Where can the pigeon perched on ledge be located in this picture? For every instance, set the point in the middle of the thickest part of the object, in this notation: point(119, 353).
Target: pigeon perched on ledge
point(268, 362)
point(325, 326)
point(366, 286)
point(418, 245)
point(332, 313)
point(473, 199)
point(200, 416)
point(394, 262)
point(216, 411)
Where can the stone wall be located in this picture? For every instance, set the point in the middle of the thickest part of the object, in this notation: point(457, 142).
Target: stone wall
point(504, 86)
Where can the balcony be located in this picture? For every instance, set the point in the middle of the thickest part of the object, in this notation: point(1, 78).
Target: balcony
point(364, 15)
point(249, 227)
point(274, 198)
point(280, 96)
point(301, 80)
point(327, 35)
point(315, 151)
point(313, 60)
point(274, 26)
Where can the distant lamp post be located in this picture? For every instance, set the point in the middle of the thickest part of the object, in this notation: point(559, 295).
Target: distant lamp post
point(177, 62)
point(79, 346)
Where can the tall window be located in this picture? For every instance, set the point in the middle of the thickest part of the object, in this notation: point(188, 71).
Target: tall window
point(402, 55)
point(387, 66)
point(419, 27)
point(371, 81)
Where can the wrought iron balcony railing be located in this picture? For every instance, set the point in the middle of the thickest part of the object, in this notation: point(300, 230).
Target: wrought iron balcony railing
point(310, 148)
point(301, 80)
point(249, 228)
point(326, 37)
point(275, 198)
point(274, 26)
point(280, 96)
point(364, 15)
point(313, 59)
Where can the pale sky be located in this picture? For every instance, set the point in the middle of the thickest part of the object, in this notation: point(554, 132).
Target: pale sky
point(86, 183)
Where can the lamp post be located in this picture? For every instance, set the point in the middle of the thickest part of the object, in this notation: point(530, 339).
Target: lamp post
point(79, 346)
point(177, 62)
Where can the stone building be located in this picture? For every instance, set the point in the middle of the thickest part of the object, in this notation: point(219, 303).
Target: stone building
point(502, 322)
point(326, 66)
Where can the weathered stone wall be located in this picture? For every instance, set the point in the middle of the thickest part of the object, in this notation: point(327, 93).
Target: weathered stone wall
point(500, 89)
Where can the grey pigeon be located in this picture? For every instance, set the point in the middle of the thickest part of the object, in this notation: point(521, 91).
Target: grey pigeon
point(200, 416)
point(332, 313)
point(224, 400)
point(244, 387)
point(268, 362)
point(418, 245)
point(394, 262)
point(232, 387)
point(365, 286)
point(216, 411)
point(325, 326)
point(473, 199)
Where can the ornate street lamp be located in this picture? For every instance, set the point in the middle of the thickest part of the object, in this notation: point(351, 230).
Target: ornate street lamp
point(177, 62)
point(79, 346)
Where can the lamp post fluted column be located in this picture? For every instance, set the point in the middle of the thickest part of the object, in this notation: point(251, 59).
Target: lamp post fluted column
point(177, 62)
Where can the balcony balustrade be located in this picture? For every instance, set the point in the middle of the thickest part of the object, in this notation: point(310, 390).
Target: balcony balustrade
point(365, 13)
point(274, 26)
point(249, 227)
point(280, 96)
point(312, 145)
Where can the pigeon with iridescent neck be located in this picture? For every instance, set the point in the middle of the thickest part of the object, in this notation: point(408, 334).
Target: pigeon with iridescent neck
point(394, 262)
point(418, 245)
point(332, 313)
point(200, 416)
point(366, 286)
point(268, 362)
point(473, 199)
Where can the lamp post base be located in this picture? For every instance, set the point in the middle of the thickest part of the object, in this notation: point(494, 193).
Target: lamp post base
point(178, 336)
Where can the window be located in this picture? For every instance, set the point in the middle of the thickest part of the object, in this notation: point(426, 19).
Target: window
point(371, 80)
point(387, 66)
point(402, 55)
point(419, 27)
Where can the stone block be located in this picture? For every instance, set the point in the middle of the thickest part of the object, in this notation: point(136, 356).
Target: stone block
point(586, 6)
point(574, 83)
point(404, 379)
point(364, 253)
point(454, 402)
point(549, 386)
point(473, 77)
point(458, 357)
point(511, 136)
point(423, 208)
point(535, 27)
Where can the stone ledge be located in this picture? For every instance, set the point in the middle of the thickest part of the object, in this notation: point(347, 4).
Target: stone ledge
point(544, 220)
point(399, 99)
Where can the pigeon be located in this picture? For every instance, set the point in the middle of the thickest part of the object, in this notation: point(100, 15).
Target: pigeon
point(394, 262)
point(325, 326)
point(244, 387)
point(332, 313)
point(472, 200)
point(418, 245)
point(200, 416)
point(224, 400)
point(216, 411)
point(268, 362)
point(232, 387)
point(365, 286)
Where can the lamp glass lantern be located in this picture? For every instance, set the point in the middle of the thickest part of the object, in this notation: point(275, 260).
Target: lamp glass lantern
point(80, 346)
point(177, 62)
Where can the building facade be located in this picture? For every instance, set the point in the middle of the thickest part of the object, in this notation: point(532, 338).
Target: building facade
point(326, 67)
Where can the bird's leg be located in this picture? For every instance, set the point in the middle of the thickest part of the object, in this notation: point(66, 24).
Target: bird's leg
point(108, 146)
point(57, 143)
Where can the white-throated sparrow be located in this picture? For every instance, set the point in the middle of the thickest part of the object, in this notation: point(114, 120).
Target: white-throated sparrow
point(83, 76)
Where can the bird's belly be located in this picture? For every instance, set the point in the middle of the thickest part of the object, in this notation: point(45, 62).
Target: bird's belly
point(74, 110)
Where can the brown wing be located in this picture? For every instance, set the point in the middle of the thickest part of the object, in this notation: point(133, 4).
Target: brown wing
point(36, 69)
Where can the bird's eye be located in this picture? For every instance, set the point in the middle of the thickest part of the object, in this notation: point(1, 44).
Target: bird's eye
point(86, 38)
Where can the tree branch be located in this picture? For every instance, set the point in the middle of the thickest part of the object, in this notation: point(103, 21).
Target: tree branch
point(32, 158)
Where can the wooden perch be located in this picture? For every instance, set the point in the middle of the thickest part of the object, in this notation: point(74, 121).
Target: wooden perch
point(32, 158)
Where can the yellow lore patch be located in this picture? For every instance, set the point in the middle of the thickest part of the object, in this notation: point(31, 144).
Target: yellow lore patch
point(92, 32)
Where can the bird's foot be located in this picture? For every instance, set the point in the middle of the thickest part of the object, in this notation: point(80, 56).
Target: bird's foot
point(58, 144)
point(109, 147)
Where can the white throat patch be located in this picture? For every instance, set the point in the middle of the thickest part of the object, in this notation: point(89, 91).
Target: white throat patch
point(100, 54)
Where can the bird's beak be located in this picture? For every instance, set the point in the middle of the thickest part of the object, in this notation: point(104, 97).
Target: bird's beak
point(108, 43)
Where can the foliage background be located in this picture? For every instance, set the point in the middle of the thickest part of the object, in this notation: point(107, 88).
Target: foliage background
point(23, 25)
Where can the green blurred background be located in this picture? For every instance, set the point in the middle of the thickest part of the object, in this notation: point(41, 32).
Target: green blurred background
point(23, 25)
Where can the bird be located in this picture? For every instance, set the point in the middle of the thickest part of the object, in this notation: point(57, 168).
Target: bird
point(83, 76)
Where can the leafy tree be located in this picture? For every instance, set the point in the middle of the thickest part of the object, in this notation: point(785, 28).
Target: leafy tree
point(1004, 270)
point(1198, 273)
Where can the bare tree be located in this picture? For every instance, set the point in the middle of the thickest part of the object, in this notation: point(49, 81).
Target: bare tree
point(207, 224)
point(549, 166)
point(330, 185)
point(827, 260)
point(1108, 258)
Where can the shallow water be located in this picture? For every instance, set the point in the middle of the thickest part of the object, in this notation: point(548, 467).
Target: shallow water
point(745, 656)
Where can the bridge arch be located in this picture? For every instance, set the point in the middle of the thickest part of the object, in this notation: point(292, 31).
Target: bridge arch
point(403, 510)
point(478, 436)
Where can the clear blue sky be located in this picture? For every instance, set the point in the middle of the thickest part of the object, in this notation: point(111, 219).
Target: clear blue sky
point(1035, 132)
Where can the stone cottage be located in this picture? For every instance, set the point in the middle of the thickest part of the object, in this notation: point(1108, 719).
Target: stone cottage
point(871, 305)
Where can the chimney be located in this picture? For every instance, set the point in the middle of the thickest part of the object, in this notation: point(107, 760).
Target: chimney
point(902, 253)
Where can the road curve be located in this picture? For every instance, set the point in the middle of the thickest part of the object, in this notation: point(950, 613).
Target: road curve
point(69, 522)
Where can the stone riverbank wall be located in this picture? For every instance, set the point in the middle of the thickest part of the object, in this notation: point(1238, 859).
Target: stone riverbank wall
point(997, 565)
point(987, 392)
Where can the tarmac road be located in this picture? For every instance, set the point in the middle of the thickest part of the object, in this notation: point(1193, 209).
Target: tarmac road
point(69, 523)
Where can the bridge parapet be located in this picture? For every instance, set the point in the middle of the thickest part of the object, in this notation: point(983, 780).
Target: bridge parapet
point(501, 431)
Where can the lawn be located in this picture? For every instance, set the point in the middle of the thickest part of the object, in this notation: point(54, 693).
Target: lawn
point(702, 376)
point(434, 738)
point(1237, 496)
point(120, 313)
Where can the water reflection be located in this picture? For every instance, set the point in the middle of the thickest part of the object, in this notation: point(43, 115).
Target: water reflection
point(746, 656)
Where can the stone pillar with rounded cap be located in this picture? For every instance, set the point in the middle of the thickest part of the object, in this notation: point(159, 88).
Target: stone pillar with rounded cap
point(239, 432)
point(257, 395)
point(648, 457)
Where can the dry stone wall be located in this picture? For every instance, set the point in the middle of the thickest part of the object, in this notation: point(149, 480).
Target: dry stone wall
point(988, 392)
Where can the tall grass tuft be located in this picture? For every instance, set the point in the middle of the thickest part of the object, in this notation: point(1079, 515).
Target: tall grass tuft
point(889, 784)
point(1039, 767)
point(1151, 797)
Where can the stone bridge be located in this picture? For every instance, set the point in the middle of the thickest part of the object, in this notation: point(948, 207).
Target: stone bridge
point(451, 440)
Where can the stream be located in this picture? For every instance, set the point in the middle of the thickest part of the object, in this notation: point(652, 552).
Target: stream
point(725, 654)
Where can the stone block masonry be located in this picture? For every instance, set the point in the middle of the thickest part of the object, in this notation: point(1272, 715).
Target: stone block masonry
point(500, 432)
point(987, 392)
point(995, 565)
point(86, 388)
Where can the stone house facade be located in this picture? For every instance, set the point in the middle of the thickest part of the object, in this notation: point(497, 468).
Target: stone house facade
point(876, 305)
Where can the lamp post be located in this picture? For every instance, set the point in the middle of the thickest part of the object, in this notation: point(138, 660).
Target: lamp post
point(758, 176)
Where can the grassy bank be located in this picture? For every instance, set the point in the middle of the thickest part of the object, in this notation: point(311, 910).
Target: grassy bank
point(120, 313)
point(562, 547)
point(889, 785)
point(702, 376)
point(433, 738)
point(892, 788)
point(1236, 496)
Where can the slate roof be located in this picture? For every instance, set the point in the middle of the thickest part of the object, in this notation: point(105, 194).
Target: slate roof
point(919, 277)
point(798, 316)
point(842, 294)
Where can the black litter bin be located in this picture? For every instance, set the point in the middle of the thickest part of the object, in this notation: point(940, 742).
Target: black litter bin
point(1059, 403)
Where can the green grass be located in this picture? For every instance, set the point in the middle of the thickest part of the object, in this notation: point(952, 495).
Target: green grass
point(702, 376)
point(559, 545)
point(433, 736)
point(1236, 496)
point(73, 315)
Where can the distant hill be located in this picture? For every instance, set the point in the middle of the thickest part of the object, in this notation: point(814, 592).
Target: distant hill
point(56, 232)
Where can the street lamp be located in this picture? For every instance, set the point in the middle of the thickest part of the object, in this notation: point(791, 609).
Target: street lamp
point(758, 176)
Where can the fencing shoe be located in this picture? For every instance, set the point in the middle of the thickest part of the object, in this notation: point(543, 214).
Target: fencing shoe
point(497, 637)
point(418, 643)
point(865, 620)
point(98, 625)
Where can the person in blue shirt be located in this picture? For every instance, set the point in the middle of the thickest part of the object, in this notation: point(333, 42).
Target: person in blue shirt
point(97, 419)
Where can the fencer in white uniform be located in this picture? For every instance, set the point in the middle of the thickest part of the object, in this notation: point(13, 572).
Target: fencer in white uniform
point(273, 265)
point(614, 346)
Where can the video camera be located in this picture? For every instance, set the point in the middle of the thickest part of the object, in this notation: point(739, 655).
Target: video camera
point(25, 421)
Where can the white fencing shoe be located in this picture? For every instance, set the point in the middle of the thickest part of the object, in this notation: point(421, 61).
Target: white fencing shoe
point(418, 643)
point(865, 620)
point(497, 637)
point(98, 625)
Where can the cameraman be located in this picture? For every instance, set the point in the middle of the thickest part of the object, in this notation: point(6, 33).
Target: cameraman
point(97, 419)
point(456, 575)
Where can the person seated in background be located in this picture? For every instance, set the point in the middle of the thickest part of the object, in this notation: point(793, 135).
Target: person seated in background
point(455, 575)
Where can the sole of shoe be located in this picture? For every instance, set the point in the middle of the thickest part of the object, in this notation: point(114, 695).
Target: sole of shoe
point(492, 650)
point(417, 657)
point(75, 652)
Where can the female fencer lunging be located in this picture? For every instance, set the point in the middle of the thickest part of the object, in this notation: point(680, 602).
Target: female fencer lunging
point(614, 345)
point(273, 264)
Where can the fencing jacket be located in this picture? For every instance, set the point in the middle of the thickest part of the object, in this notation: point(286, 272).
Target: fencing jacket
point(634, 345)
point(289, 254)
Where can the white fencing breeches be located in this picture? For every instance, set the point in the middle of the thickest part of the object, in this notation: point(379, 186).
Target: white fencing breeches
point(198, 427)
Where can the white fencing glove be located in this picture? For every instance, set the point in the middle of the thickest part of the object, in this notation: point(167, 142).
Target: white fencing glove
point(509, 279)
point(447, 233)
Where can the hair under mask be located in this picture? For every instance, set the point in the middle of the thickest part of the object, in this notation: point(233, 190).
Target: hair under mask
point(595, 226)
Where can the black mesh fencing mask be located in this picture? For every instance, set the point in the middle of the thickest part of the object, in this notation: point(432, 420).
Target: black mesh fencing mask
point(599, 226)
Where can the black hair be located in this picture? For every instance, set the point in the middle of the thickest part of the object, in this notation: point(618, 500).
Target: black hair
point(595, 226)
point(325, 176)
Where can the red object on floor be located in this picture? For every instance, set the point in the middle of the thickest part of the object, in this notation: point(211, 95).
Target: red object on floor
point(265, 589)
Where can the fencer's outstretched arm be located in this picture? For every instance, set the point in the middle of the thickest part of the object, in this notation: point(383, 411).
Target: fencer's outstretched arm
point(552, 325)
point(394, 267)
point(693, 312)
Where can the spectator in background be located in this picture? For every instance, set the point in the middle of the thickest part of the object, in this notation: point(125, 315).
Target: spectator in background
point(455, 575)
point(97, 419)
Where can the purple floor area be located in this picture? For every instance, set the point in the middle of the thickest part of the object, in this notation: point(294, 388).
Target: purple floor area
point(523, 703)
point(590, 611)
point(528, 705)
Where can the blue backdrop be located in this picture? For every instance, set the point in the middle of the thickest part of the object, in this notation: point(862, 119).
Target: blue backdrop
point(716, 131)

PROMPT: Rewrite the part of the records that opens with the line containing "Where can the purple" and closes at the end of the records. Change "blue backdrop" to "dark backdrop" and leave every other character unchanged.

TASK RESULT:
Where can the purple floor area be located in this picture? For every instance, set the point in the middle of the thickest part of the object, in this notation: point(294, 388).
Target: purple floor area
point(523, 703)
point(590, 611)
point(528, 705)
Where can the dark backdrop be located in this picture? For every instance, set the point in the middle of the thickest part of the object, in this notation: point(862, 119).
Target: dark backdrop
point(716, 131)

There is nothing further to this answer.